-- Excerpt provided follows --
The South African Civil Aviation Authority (CAA) hosted a three-day conference in Durban on some of the nuts and bolts of getting travellers safely from point A to B.
SA skies have been in turmoil over the past two years with airlines dropping off the radar at a pace of knots while airport equipment calibration ground to a halt after the tragic loss of lives and the only capable aircraft for the task during a failed airport calibration flight in George.
According to the CAA’s senior flight inspection unit manager Zakhele Nhlapo, all SA airports were calibrated despite the loss of the regulator’s only equipment to do so.
“There’s no single airport that has not been calibrated in SA and the [southern African] region itself. We appointed a service provider and we then started making sure we closed off all the backlogs – and we’ve done well in that respect,” he said.
-- Excerpt provided concluded --
-- Record set follows --
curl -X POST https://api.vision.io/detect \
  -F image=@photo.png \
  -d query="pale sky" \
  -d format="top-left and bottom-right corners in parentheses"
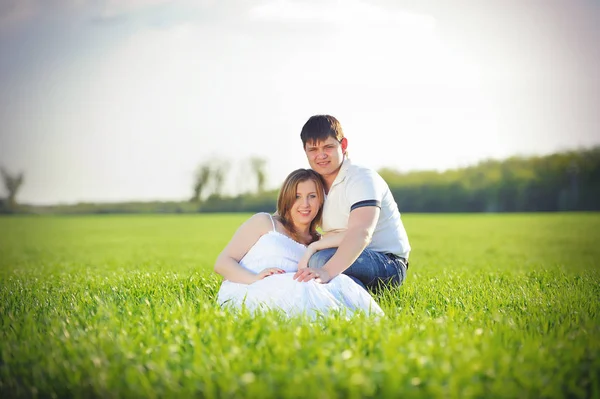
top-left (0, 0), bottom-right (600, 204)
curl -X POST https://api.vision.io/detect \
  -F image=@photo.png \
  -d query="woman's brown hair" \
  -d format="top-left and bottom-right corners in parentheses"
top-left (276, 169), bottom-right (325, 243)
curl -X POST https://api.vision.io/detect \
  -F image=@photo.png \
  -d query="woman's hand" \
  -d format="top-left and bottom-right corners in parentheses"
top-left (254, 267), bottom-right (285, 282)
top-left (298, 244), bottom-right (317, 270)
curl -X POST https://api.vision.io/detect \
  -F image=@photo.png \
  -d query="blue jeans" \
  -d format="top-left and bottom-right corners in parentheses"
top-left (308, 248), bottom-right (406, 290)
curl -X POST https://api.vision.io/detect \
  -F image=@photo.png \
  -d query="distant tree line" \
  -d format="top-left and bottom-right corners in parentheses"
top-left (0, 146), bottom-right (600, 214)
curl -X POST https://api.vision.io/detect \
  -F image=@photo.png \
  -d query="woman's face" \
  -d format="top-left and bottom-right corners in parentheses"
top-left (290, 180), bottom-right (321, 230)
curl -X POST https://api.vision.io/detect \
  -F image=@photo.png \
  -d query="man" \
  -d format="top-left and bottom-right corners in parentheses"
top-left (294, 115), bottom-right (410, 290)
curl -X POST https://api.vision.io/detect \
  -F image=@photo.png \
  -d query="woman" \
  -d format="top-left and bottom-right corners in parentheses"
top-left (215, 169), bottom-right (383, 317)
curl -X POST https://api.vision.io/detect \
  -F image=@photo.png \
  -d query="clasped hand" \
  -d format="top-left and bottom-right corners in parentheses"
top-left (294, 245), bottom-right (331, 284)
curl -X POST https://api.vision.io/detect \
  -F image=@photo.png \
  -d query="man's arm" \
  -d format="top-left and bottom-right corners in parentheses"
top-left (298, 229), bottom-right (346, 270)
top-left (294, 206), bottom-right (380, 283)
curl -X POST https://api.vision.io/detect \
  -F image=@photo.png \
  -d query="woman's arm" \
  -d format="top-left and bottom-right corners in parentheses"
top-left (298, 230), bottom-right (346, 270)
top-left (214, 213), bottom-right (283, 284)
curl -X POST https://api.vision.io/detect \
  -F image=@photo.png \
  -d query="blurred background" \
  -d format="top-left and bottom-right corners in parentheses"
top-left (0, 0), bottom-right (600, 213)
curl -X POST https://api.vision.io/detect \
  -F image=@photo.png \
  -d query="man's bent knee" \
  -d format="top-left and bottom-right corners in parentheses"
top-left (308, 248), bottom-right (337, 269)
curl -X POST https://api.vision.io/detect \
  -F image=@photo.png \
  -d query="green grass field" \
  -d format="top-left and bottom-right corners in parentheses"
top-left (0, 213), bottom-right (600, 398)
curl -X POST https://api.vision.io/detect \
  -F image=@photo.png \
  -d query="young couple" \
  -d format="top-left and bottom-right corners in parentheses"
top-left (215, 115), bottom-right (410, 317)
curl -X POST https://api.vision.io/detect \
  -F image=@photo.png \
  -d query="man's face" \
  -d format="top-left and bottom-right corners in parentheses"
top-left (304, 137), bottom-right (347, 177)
-- Record set concluded --
-- Record set follows --
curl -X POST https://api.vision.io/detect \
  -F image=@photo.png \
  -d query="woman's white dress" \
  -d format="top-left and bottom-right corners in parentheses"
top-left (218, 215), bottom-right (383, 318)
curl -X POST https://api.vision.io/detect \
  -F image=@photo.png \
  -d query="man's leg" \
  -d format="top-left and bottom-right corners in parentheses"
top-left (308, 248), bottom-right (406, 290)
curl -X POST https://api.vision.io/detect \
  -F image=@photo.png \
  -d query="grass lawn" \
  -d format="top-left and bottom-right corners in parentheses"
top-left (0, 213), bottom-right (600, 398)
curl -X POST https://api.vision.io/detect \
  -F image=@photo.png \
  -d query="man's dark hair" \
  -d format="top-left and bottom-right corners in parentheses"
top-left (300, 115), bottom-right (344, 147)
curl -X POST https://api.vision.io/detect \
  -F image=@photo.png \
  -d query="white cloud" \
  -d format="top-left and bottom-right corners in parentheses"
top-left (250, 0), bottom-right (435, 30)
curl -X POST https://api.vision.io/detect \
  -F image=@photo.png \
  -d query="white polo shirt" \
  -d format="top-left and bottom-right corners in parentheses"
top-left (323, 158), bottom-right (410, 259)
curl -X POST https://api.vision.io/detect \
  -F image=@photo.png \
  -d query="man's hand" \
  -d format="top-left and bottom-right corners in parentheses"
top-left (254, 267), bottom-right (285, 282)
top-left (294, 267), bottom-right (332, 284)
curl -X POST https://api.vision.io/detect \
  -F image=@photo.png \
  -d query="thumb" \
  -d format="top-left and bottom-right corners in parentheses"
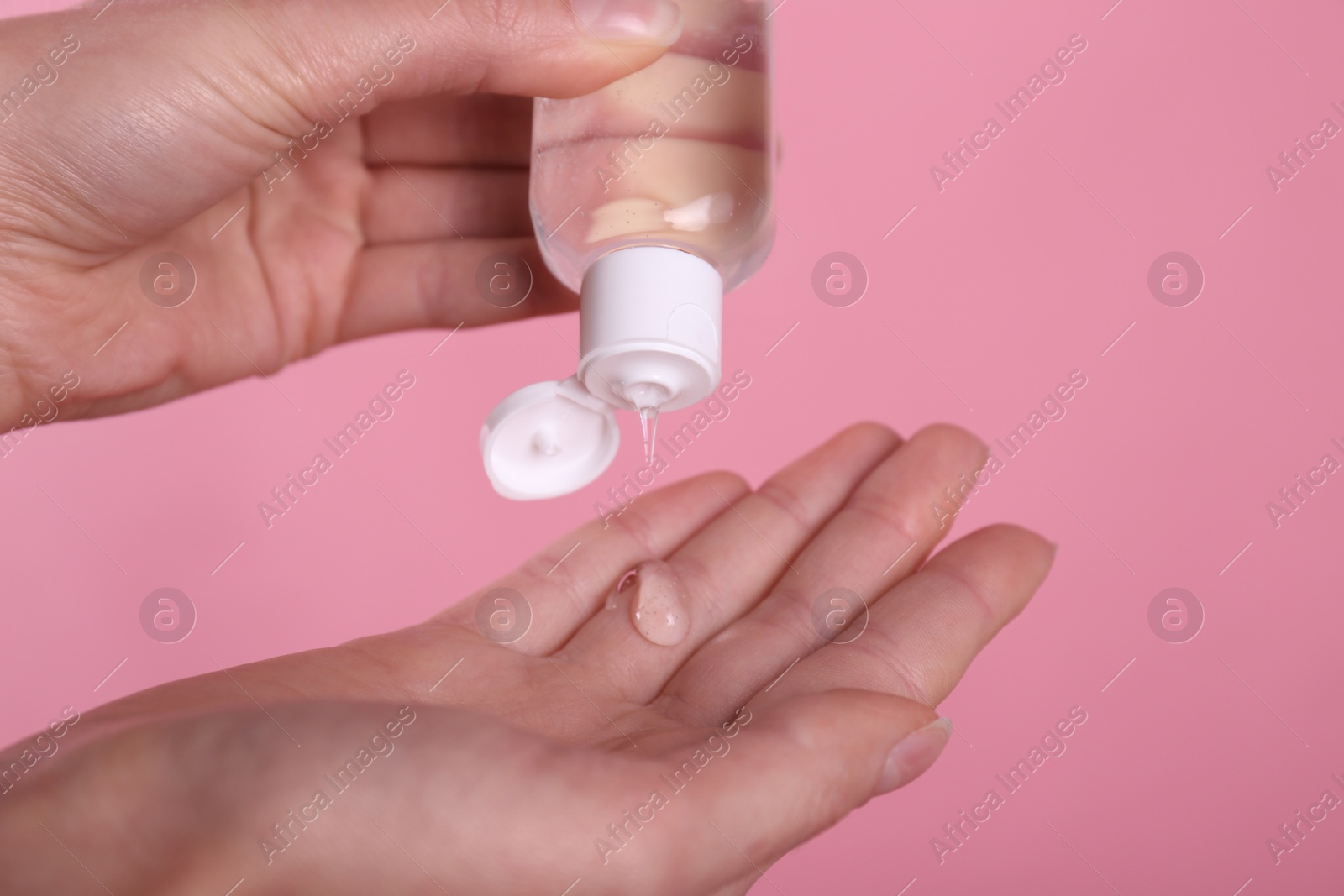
-- Record set concluded --
▶ [Exercise requirements]:
[A] Copy the part of the airport calibration article between "The South African" and "point A to B.", inclusive.
[B] According to the airport calibration article, in which city did the South African Civil Aviation Authority hold its three-day conference?

▶ [Answers to this exercise]:
[A]
The South African Civil Aviation Authority (CAA) hosted a three-day conference in Durban on some of the nuts and bolts of getting travellers safely from point A to B.

[B] Durban